- INSTRUCTIONS FOR THE TASK -
In the post on unions and job growth, why did Thomas Holmes compare counties near the border between states with and without right-to-work laws? Answer in one to three sentences.

- PAGE EXTRACT -

⁂

*Do Unions Hinder Job Growth? *Economic theory predicts that they would. We buy less of everything, including labor, if its price goes up, or its value goes down. Labor unions often raise the price of labor by increasing pay for their members, and decrease the value of their labor by imposing restrictive work rules. (Some American managers will tell you that the work rules are a bigger problem than the pay, since work rules can make it impossible to increase productivity, except by substituting machines for men.)

Economist Robert Barro offers some indirect evidence that unions have that effect in practice <http://online.wsj.com/article/SB10001424052748704150604576166011983939364.html>, as well as in theory.

   There is evidence that right-to-work laws---or, more broadly, the
   pro-business policies offered by right-to-work states---matter for
   economic growth.  In research published in 2000, economist Thomas
   Holmes of the University of Minnesota compared counties close to the
   border between states with and without right-to-work laws (thereby
   holding constant an array of factors related to geography and
   climate).  He found that the cumulative growth of employment in
   manufacturing (the traditional area of union strength prior to the
   rise of public-employee unions) in the right-to-work states was 26
percentage points greater than that in the non-right-to-work states. There are arguments for unions. Union supporters would tell you that unions can make labor costs more /predictable/, and can lessen the chances of wildcat strikes.

And I don't doubt that one can find examples where unions have had those good effects. But I suspect that Barro is right, and that reducing the power of unions is, on the whole, one way to increase economic growth.

⁂

Point labeling dataset excerpts:
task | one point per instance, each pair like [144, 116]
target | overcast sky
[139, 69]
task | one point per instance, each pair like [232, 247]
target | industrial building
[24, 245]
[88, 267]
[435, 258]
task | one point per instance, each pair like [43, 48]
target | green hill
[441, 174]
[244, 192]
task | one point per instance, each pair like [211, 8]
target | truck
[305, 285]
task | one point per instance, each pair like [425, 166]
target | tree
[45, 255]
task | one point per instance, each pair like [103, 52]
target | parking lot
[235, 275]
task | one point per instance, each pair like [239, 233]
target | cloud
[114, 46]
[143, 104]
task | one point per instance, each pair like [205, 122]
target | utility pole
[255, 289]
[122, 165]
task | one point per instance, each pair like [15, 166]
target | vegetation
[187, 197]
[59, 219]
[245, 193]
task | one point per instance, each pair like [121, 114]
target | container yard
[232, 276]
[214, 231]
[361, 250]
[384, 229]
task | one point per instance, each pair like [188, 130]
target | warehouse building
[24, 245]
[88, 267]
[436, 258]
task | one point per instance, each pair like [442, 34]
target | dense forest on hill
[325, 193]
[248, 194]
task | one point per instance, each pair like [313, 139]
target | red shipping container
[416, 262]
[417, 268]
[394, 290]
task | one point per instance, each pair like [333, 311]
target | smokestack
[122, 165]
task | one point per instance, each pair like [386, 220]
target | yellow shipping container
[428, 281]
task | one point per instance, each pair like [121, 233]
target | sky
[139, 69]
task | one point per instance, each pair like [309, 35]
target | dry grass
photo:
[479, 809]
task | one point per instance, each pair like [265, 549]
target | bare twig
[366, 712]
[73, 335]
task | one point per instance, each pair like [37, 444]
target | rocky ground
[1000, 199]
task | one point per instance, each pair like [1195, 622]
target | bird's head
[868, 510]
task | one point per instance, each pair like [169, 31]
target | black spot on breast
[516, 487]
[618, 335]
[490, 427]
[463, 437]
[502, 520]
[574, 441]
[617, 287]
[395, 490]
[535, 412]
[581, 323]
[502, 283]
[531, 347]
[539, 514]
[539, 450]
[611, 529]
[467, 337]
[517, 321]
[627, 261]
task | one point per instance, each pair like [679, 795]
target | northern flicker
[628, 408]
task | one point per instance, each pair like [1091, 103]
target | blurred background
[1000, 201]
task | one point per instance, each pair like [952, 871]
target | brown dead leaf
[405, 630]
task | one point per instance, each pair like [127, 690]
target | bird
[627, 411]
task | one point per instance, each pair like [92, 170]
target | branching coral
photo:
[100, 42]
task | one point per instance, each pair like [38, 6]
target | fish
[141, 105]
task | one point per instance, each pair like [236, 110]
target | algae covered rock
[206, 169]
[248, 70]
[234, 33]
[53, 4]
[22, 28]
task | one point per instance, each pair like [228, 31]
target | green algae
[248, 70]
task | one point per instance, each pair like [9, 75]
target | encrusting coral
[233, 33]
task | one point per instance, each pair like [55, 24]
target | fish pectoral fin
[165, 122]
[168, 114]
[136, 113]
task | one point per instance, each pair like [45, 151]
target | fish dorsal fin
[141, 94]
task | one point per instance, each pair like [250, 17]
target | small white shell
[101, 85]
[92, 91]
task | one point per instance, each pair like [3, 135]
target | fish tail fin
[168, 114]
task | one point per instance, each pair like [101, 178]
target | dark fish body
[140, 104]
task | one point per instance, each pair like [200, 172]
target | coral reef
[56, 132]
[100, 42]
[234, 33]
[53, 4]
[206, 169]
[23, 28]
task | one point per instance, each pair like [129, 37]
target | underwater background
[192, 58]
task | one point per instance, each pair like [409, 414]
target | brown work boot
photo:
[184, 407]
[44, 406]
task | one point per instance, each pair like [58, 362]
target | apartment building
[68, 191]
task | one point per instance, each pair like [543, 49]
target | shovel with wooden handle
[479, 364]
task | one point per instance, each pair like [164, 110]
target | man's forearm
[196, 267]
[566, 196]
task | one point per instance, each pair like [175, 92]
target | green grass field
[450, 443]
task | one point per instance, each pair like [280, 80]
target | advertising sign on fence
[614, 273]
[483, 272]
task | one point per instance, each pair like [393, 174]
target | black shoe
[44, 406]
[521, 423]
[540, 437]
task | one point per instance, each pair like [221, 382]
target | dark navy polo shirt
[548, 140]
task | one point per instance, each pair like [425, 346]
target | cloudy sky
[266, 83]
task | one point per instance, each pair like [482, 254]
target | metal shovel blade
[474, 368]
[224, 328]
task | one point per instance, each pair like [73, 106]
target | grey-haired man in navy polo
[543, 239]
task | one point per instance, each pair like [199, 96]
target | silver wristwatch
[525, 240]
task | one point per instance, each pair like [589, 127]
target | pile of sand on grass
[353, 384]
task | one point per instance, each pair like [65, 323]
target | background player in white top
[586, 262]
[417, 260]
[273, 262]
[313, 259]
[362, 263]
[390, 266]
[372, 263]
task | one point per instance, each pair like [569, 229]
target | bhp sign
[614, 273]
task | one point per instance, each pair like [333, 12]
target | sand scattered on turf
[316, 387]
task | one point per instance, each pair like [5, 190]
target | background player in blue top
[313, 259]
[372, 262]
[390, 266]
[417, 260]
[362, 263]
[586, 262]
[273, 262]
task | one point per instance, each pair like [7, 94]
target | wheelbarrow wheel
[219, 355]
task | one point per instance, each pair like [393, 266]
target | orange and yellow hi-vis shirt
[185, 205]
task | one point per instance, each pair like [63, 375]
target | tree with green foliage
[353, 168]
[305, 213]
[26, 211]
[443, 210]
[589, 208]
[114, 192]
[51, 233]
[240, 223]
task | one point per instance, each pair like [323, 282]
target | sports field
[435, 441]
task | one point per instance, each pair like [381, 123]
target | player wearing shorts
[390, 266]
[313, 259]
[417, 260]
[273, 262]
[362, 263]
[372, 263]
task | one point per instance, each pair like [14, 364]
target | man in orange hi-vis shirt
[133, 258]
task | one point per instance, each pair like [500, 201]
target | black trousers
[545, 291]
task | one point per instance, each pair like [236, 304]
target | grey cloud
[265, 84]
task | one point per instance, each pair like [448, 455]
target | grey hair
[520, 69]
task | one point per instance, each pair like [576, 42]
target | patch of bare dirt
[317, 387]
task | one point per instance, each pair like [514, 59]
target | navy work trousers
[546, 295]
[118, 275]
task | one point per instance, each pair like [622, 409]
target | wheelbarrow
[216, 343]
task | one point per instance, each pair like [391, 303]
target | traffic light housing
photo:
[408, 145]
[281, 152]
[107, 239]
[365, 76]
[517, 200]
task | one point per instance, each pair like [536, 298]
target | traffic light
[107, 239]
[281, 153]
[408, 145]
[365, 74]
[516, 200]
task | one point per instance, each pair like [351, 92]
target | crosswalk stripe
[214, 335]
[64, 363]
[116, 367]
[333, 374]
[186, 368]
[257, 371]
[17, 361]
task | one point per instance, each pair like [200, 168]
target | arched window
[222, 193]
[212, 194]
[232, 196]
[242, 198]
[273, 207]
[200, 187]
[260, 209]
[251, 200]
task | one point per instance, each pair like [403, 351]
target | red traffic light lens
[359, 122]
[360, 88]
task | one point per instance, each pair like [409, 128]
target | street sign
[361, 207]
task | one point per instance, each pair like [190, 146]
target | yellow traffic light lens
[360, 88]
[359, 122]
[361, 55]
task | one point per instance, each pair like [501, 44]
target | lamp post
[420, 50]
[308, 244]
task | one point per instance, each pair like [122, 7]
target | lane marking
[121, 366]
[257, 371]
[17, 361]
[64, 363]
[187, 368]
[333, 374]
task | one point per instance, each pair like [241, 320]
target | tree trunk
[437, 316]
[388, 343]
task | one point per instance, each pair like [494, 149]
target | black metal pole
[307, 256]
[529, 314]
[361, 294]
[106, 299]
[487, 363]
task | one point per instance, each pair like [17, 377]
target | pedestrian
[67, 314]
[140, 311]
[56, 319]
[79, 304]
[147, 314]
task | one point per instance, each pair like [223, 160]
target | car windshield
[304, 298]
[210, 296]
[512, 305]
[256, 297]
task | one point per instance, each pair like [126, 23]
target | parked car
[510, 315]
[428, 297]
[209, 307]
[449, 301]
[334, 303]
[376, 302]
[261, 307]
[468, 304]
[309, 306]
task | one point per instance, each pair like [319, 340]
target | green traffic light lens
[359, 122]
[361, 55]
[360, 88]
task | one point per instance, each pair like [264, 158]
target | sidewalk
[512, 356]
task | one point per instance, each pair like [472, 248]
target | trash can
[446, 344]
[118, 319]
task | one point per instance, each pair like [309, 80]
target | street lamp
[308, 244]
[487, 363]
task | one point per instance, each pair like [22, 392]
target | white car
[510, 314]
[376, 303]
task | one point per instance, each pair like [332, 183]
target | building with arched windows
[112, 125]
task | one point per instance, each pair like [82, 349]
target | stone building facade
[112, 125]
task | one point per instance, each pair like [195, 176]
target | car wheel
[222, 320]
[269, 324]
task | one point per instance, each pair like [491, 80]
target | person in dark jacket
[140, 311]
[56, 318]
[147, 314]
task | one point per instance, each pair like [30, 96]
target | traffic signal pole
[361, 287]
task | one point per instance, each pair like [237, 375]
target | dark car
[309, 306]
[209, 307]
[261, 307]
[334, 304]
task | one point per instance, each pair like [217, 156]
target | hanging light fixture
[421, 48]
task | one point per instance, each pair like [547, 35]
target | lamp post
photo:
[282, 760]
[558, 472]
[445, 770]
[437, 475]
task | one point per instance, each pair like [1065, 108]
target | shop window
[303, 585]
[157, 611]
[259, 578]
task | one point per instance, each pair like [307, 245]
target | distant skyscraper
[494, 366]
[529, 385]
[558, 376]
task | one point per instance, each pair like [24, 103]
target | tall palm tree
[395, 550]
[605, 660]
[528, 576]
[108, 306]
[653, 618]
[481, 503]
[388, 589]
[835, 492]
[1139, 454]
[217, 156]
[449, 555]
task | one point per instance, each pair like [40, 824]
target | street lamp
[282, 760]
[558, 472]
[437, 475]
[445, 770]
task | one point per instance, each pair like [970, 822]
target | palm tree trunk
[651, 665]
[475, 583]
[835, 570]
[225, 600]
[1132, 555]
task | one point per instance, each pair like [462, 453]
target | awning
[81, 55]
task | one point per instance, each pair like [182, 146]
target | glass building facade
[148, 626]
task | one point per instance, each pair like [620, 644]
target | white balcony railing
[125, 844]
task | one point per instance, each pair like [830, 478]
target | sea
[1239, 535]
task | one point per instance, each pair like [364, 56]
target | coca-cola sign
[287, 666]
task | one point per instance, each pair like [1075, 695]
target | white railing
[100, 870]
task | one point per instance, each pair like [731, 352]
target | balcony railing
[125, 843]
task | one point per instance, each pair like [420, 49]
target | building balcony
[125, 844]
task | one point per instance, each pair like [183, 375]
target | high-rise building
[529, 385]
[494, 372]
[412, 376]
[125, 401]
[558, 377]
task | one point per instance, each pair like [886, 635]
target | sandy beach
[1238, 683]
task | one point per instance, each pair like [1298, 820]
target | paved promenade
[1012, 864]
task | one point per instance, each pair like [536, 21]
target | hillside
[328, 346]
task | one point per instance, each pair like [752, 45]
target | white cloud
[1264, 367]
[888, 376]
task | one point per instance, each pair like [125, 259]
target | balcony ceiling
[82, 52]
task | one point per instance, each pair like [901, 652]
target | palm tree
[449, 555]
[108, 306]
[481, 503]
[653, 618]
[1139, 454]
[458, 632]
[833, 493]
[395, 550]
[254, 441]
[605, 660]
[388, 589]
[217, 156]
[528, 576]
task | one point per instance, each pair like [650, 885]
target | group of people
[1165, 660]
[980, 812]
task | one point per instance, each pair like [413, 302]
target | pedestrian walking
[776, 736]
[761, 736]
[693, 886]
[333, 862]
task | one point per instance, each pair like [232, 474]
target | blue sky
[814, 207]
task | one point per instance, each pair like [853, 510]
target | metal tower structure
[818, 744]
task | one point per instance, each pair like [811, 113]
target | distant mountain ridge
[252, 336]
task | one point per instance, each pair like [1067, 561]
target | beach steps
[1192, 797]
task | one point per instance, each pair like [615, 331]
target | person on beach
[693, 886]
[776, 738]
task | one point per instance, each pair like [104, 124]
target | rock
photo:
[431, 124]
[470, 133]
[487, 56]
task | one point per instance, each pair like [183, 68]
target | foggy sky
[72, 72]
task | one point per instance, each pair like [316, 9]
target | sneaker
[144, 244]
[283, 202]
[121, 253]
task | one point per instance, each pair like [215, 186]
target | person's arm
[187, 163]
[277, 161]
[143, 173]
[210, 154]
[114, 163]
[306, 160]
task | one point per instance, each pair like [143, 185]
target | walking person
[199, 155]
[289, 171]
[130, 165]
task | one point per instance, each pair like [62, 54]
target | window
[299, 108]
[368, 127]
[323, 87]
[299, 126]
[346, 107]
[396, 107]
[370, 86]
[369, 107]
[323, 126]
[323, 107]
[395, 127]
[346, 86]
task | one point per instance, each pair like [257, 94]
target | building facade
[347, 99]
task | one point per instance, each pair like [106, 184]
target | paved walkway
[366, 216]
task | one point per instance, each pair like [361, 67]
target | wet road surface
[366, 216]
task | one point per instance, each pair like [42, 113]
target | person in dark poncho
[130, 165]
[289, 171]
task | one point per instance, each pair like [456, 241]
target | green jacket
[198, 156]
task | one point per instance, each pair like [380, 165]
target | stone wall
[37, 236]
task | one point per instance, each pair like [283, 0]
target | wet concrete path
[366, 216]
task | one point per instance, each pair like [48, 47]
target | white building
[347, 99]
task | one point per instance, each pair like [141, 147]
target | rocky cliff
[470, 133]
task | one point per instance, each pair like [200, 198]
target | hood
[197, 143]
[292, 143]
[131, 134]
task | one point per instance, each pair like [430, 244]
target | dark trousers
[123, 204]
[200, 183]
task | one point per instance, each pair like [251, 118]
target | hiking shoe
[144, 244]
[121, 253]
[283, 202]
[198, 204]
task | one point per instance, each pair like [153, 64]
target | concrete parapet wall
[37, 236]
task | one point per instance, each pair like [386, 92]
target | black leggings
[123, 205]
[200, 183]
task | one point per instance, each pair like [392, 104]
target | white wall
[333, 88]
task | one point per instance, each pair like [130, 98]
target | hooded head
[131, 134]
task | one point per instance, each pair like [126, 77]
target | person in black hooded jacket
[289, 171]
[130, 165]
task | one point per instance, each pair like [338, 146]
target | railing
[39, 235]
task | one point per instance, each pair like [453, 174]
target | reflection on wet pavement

⁂

- SOLUTION FOR THIS EXERCISE -
Comparing counties close to that border held constant a range of factors related to geography and climate. Differences in manufacturing employment growth could then be set against the presence or absence of right-to-work laws.